■ Input records

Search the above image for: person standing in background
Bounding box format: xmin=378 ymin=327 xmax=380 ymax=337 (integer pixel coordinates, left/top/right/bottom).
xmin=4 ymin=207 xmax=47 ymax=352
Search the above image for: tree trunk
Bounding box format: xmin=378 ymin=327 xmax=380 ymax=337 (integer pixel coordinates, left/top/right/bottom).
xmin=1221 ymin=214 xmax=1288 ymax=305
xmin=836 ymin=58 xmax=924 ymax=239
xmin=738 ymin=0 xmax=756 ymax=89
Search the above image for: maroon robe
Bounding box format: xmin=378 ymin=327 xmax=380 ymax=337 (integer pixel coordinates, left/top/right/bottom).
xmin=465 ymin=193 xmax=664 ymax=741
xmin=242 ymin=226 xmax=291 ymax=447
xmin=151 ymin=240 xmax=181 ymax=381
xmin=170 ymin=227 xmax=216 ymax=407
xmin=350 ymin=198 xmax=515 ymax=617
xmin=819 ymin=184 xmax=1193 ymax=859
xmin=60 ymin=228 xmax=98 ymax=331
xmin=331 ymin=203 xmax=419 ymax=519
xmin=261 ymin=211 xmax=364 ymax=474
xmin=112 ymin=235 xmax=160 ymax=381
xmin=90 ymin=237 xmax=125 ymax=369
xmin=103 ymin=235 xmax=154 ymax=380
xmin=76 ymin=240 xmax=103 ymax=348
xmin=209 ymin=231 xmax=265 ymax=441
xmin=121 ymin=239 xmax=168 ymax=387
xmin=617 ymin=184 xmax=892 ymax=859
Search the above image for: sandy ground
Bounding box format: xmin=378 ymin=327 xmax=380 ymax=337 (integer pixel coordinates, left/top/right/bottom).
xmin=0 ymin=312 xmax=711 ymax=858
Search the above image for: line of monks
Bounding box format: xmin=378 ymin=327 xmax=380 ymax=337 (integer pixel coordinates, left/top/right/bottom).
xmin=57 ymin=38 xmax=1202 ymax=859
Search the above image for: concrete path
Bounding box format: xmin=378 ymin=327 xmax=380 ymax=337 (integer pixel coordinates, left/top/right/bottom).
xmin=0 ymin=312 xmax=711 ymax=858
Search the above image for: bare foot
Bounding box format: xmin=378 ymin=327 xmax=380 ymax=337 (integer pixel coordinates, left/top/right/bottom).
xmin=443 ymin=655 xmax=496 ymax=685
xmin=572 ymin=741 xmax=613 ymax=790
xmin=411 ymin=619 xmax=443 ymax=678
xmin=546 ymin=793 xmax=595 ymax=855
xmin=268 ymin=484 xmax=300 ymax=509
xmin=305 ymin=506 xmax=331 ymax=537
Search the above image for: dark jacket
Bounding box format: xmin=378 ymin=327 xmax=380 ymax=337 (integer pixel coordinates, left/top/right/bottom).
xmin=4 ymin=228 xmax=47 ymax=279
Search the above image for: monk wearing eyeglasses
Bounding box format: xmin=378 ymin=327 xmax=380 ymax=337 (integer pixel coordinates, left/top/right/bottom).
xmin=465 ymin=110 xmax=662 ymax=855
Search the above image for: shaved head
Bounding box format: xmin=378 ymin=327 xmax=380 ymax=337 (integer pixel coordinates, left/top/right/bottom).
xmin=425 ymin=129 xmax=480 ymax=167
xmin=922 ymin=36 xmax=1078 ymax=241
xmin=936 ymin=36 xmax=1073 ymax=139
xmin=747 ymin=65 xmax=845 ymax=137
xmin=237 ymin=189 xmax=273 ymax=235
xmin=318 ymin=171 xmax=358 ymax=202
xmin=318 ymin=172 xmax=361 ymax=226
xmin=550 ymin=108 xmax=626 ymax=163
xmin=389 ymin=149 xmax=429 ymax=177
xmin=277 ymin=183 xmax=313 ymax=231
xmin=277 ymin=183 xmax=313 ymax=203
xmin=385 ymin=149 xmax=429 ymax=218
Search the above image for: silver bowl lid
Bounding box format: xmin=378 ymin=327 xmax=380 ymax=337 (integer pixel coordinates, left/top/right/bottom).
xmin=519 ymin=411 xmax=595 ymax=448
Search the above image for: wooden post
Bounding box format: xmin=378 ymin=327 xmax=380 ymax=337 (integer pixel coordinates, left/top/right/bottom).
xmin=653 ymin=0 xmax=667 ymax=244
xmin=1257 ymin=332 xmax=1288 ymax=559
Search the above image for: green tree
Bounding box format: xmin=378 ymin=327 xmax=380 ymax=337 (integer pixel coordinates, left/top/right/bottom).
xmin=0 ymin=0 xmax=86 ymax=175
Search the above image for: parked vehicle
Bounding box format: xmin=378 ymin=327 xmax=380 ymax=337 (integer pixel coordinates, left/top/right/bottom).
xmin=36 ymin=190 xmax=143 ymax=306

■ Task details
Can you convert the listing above into a Markdown table with the columns "Row" and "Line," numbering each row and leaving out blank lines?

■ Result of this task
| Row | Line |
|---|---|
| 1 | Search the above image for: person standing in background |
| 2 | Bounding box format: xmin=378 ymin=327 xmax=380 ymax=337 (integer pixel coordinates, left/top/right/bottom). |
| 3 | xmin=4 ymin=207 xmax=47 ymax=352 |
| 4 | Search the above image for: tree trunk |
| 5 | Bounding box format: xmin=378 ymin=327 xmax=380 ymax=337 (integer pixel coordinates, left/top/right/bottom). |
| 6 | xmin=1221 ymin=214 xmax=1288 ymax=305 |
| 7 | xmin=836 ymin=58 xmax=924 ymax=239 |
| 8 | xmin=738 ymin=0 xmax=756 ymax=89 |
| 9 | Search the above image for: maroon robe |
| 10 | Bounding box format: xmin=378 ymin=327 xmax=380 ymax=337 (integer pixel coordinates, left/top/right/bottom). |
| 11 | xmin=465 ymin=193 xmax=664 ymax=741 |
| 12 | xmin=242 ymin=226 xmax=291 ymax=447 |
| 13 | xmin=151 ymin=240 xmax=181 ymax=381 |
| 14 | xmin=170 ymin=227 xmax=216 ymax=407 |
| 15 | xmin=350 ymin=198 xmax=515 ymax=617 |
| 16 | xmin=819 ymin=184 xmax=1193 ymax=859 |
| 17 | xmin=60 ymin=228 xmax=98 ymax=331 |
| 18 | xmin=331 ymin=203 xmax=419 ymax=519 |
| 19 | xmin=261 ymin=211 xmax=364 ymax=474 |
| 20 | xmin=112 ymin=235 xmax=160 ymax=381 |
| 21 | xmin=90 ymin=237 xmax=125 ymax=369 |
| 22 | xmin=103 ymin=235 xmax=154 ymax=380 |
| 23 | xmin=76 ymin=240 xmax=103 ymax=348 |
| 24 | xmin=209 ymin=231 xmax=265 ymax=441 |
| 25 | xmin=121 ymin=239 xmax=168 ymax=387 |
| 26 | xmin=617 ymin=184 xmax=892 ymax=859 |
| 27 | Search the above image for: sandy ground |
| 28 | Bounding box format: xmin=378 ymin=327 xmax=380 ymax=337 (integer pixel coordinates, left/top/right/bottom). |
| 29 | xmin=0 ymin=312 xmax=711 ymax=858 |
| 30 | Search the above image for: line of monks |
| 31 | Bounding box format: xmin=378 ymin=327 xmax=380 ymax=337 (integer pixel coordinates, left/top/right/bottom). |
| 32 | xmin=57 ymin=38 xmax=1202 ymax=859 |
| 33 | Search the above image for: concrete path |
| 34 | Bounding box format: xmin=378 ymin=327 xmax=380 ymax=337 (integer pixel coordinates, left/top/right/bottom). |
| 35 | xmin=0 ymin=312 xmax=711 ymax=858 |
| 36 | Search the above image for: bare foot |
| 37 | Bounding box format: xmin=378 ymin=327 xmax=380 ymax=337 (integer pixel coordinates, left/top/right/bottom). |
| 38 | xmin=443 ymin=655 xmax=496 ymax=685 |
| 39 | xmin=572 ymin=741 xmax=613 ymax=790 |
| 40 | xmin=411 ymin=619 xmax=443 ymax=678 |
| 41 | xmin=546 ymin=793 xmax=595 ymax=855 |
| 42 | xmin=268 ymin=484 xmax=300 ymax=509 |
| 43 | xmin=305 ymin=506 xmax=331 ymax=537 |
| 44 | Search the above image for: dark jacket |
| 45 | Bounding box format: xmin=378 ymin=327 xmax=380 ymax=337 (integer pixel coordinates, left/top/right/bottom). |
| 46 | xmin=4 ymin=228 xmax=47 ymax=279 |
| 47 | Search the above image for: monk wearing eyeglasses |
| 48 | Bounding box format: xmin=378 ymin=327 xmax=380 ymax=337 (integer pixel coordinates, left/top/right/bottom). |
| 49 | xmin=465 ymin=110 xmax=662 ymax=855 |
| 50 | Search the above image for: shaved head |
| 51 | Bounding box format: xmin=378 ymin=327 xmax=380 ymax=337 (integer pixel coordinates, left/top/right/bottom). |
| 52 | xmin=425 ymin=129 xmax=480 ymax=167 |
| 53 | xmin=922 ymin=36 xmax=1078 ymax=241 |
| 54 | xmin=936 ymin=36 xmax=1073 ymax=139 |
| 55 | xmin=747 ymin=65 xmax=845 ymax=137 |
| 56 | xmin=237 ymin=189 xmax=273 ymax=235 |
| 57 | xmin=318 ymin=171 xmax=358 ymax=202 |
| 58 | xmin=318 ymin=172 xmax=361 ymax=226 |
| 59 | xmin=550 ymin=108 xmax=626 ymax=163 |
| 60 | xmin=389 ymin=149 xmax=429 ymax=177 |
| 61 | xmin=277 ymin=183 xmax=313 ymax=231 |
| 62 | xmin=277 ymin=183 xmax=313 ymax=203 |
| 63 | xmin=385 ymin=149 xmax=429 ymax=218 |
| 64 | Search the above image for: silver bowl lid |
| 65 | Bounding box format: xmin=378 ymin=327 xmax=380 ymax=337 (integer pixel coordinates, left/top/right/bottom). |
| 66 | xmin=519 ymin=411 xmax=595 ymax=448 |
| 67 | Search the above image for: wooden post |
| 68 | Bounding box format: xmin=378 ymin=327 xmax=380 ymax=337 (integer pixel coordinates, left/top/right/bottom). |
| 69 | xmin=653 ymin=0 xmax=667 ymax=244 |
| 70 | xmin=1257 ymin=332 xmax=1288 ymax=559 |
| 71 | Search the above image for: green tree |
| 72 | Bounding box format: xmin=378 ymin=327 xmax=380 ymax=337 (integer pixel coordinates, left/top/right/bottom). |
| 73 | xmin=0 ymin=0 xmax=86 ymax=175 |
| 74 | Search the above image for: parked vehicle |
| 75 | Bounding box format: xmin=378 ymin=327 xmax=380 ymax=337 (integer pixel coordinates, left/top/right/bottom). |
| 76 | xmin=36 ymin=190 xmax=143 ymax=306 |